(Dataset excerpts on object pointing)
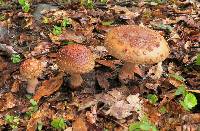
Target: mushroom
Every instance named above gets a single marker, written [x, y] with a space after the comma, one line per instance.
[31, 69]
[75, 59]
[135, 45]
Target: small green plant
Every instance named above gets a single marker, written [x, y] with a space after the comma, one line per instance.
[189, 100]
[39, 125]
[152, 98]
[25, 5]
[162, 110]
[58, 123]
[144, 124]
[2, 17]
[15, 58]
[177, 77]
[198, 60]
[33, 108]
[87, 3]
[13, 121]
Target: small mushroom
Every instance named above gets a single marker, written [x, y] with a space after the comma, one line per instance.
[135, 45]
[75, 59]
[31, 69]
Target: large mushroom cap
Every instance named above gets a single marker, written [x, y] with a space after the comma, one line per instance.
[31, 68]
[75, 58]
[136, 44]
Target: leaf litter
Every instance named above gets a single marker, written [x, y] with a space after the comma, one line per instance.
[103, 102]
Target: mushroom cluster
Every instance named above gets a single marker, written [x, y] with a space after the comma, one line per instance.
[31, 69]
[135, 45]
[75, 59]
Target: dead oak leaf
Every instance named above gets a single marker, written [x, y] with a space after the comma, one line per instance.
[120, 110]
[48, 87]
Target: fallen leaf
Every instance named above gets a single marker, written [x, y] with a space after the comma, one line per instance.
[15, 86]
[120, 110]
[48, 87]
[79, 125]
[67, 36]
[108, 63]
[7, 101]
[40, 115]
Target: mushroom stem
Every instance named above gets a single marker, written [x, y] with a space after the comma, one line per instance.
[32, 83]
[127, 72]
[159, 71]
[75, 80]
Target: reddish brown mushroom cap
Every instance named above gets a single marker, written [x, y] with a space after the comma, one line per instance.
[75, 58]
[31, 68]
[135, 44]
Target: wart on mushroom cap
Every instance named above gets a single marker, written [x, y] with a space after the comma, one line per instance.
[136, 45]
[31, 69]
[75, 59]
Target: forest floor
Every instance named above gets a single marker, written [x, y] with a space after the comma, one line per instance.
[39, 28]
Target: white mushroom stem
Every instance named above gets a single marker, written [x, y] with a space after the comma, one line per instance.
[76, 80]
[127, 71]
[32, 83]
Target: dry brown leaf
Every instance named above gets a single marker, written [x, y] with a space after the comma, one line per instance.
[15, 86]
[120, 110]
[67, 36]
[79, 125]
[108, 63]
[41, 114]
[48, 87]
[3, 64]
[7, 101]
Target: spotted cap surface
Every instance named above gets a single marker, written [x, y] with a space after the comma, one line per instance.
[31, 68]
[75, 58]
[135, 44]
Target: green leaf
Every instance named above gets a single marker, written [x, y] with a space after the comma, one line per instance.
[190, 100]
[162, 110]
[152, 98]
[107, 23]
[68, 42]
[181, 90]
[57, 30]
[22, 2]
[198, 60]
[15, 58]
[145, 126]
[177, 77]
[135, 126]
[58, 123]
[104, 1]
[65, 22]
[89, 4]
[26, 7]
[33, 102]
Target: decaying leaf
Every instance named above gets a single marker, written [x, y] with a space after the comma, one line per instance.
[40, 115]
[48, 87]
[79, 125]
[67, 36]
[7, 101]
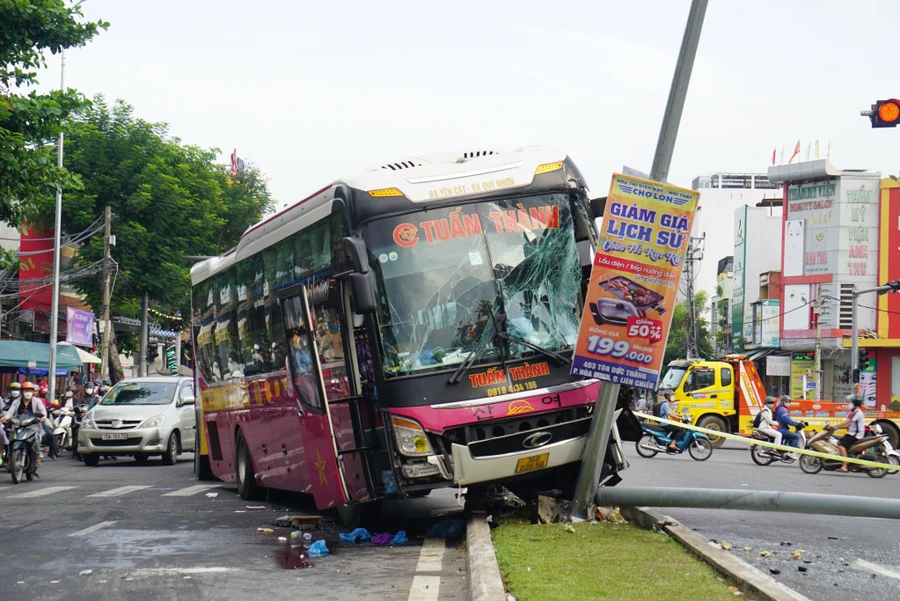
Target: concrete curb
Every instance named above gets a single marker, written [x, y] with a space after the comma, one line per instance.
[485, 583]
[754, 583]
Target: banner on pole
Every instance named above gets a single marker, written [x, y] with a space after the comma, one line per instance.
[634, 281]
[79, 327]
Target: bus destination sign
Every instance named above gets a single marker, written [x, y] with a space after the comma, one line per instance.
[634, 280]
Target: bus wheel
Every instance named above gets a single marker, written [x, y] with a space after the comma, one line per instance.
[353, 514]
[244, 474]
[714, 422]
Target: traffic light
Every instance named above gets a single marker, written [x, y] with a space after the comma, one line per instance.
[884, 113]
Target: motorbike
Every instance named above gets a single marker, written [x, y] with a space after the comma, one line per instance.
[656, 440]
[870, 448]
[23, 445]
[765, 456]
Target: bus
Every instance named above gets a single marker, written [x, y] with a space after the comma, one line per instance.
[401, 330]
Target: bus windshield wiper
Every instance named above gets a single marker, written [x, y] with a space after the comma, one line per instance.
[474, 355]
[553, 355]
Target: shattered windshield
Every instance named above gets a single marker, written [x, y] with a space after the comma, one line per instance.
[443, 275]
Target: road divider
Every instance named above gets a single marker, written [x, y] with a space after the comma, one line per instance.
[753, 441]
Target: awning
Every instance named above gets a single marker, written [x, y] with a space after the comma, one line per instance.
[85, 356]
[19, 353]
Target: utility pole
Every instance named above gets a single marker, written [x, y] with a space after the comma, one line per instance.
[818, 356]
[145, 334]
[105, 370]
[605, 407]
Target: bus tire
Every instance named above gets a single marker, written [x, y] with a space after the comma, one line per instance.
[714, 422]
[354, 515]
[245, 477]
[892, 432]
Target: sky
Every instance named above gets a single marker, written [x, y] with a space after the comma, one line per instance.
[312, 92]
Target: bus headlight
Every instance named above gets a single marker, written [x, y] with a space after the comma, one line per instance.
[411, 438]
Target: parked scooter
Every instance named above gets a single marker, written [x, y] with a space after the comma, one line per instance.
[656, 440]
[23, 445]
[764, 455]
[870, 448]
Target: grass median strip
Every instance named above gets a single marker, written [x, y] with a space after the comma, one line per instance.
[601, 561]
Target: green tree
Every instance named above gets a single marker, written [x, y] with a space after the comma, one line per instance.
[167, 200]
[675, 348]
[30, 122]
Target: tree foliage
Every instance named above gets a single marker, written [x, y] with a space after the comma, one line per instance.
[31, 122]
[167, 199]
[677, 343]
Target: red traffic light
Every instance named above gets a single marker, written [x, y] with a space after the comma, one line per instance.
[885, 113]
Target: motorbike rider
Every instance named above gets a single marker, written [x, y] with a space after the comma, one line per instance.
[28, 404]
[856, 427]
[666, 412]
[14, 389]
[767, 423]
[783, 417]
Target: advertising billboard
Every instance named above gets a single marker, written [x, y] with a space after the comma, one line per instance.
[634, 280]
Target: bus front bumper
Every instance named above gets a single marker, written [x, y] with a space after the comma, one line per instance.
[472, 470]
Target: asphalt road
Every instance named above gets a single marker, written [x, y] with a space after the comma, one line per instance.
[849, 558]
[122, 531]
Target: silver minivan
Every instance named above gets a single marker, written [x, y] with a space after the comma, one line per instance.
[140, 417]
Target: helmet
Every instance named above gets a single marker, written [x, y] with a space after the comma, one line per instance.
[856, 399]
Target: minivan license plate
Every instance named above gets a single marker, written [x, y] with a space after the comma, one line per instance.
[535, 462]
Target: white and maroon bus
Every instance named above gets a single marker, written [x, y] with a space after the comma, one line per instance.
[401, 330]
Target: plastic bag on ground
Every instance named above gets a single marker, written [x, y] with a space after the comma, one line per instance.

* **WRITTEN EXERCISE**: Reproduce the listing above line for line, omitting the pictures.

* **COMPLETED EXERCISE**:
Target: mushroom
Every instance named above gets a single marker, written [x, y] with a space after the comma, one line per instance.
[31, 69]
[75, 59]
[135, 45]
Target: small green plant
Every instance named above gets a single marker, written [x, y] with a space after the comma, one line per instance.
[189, 100]
[39, 125]
[152, 98]
[25, 5]
[162, 110]
[58, 123]
[144, 124]
[2, 17]
[15, 58]
[177, 77]
[198, 60]
[33, 108]
[87, 3]
[13, 121]
Target: small mushroom
Every instance named above gets a single marker, written [x, y] with a space after the comma, one line per instance.
[135, 45]
[75, 59]
[31, 69]
Target: large mushroom cap
Every instance named above gets a single marker, written [x, y] with a space after the comma, one line per instance.
[31, 68]
[75, 58]
[136, 44]
Target: leaf litter
Every instance named above gets a single marker, written [x, y] with a space after the comma, one line per instance.
[103, 102]
Target: mushroom cluster
Every instance named above gets a single marker, written [x, y] with a space after the comma, one line per instance.
[31, 69]
[135, 45]
[75, 59]
Target: dead oak leaf
Every instance named above gets a single marker, written [x, y] with a space after the comma, one line per instance.
[120, 110]
[48, 87]
Target: fallen leaf
Every instance named above gets a single marker, written [x, y] with a space after the comma, one line per instance.
[15, 86]
[120, 110]
[48, 87]
[79, 125]
[67, 36]
[108, 63]
[7, 101]
[40, 115]
Target: mushroom stem
Every instance named above gets a single marker, written [x, y] with a space after the comma, one line per instance.
[32, 83]
[127, 72]
[159, 71]
[75, 80]
Target: reddish brown mushroom cap
Every instance named above gets a single marker, written [x, y] with a space after the comma, one line per instance.
[75, 58]
[31, 68]
[135, 44]
Target: wart on mushroom cap
Every instance named above gets a single marker, written [x, y] with a space after the comma, one line per instance.
[136, 45]
[31, 69]
[75, 59]
Target: forest floor
Every instance named above gets a single marker, written [x, y] with a space after the comma, one line per instance.
[39, 28]
Target: white mushroom stem
Every instance named above gets a single marker, written [x, y] with a space after the comma, one line per instance.
[76, 80]
[127, 71]
[32, 83]
Target: dry brown leaf
Every instance named above gets a single marker, written [x, y] with a space after the comma, one line per instance.
[15, 86]
[120, 110]
[67, 36]
[79, 125]
[108, 63]
[41, 114]
[48, 87]
[3, 64]
[7, 101]
Target: spotted cap surface
Every instance named above gets a single marker, written [x, y] with a space after the comma, one line per instance.
[31, 68]
[75, 58]
[135, 44]
Target: green leaf
Every instance named above gets a single marker, written [x, y] with a space after the comma, one line per instance.
[190, 100]
[162, 110]
[152, 98]
[107, 23]
[68, 42]
[181, 90]
[57, 30]
[22, 2]
[198, 60]
[15, 58]
[145, 126]
[177, 77]
[135, 126]
[58, 123]
[104, 1]
[65, 22]
[89, 4]
[26, 7]
[33, 102]
Target: decaying leaf
Every instance named above gets a single marker, written [x, y] with a space after the comma, one line per instance.
[40, 115]
[48, 87]
[79, 125]
[67, 36]
[7, 101]
Target: concrete curb
Every instance named above gets a single marker, written [x, y] with a space after the comma, one line per instance.
[485, 583]
[754, 583]
Target: banner on pole
Every instance named above gets a single marker, written [x, y] with a space after the comma, one line per instance.
[634, 281]
[79, 327]
Target: bus destination sign
Every instance named above gets a single marker, written [x, y] with a space after the comma, one line per instance.
[634, 280]
Target: bus wheel
Every instance named above gets a single marker, written [x, y] with a space after the comma, one line per instance.
[353, 514]
[244, 474]
[714, 422]
Target: traffic light
Every instance named above gets a single marker, written [x, y] with a space after the comma, one line per instance.
[884, 113]
Target: motorbike
Every instance named above gets a single marker, written [x, y] with a space after the comma, one line per instance.
[656, 440]
[870, 448]
[23, 445]
[765, 456]
Target: bus
Every instance named above gets a single marker, written [x, y] with a space after the comma, one line per instance.
[401, 330]
Target: bus windshield wiper
Every instance named above gets a single marker, written [x, y] with a space after the comma, one line per instance.
[474, 355]
[553, 355]
Target: shattered windshield
Every instance named above gets a single marker, written [x, y] with a space after the comma, one line per instance.
[443, 275]
Target: road divider
Every instance named above gets a single marker, written [x, y] with a space after the comma, one line per instance.
[753, 441]
Target: awning
Every instance named above gets a single marker, written [x, y] with a space after the comma, one line per instance.
[85, 356]
[19, 353]
Target: utility pole
Every instance named above gets a single marker, written [x, y] with a space after the comma, one line per instance.
[818, 356]
[145, 334]
[105, 370]
[605, 407]
Target: bus tire
Every instance named above gets a single marker, written [x, y] with a space after the comma, one line per instance.
[714, 422]
[354, 515]
[245, 477]
[892, 432]
Target: sky
Every instance named above gets a single marker, written [x, y] with a space after the comma, one line per instance.
[312, 92]
Target: bus headlight
Every instance named above gets a single marker, written [x, y] with a space after the comma, one line per instance.
[411, 438]
Target: parked scooter
Every instance named above gets a single marker, written [x, y] with a space after the comma, one line per instance.
[656, 440]
[23, 445]
[764, 455]
[870, 448]
Target: grass median strip
Every instance named above gets a single marker, written [x, y] with a space after the comma, one line per instance.
[601, 561]
Target: green tree
Every instance named above gets a single marker, written [x, y] with a space after the comma, one line per instance.
[167, 200]
[675, 348]
[30, 122]
Target: tree foliage
Every instance named above gets a single marker, written [x, y] with a space after the comma, one line per instance.
[31, 122]
[167, 199]
[677, 343]
Target: red traffic light
Every instance named above gets a single marker, written [x, y] with a space after the comma, one line per instance.
[885, 113]
Target: motorbike rider
Every instance named above gets a single marker, written [x, y] with a space after the comma, one line per instance.
[28, 404]
[856, 427]
[666, 412]
[14, 389]
[767, 423]
[783, 417]
Target: advertising billboard
Every instance named above gets a single marker, written [x, y] with a space after the comma, one line per instance.
[634, 280]
Target: bus front bumper
Every instance named above gets a single marker, written [x, y] with a space after the comma, one line per instance.
[472, 470]
Target: asphalt road
Every instance named above gets a single marker, written [x, y] with a space after the comma, one line per instance.
[849, 558]
[122, 531]
Target: silver minivan
Every instance named above gets a single marker, written [x, y] with a space after the comma, one line per instance.
[140, 417]
Target: helmet
Every instance named above gets a single marker, written [x, y] with a space after the comma, one line per instance.
[856, 399]
Target: minivan license plate
Every instance named above gets a single marker, written [x, y] with a space after the comma, one line per instance.
[535, 462]
Target: white and maroon bus
Every instance named above gets a single marker, written [x, y] with a space after the comma, one line per instance.
[401, 330]
Target: plastic bag on ground
Every instance named above gets a single marker, written [x, y] with a space after the comma, one line per instance.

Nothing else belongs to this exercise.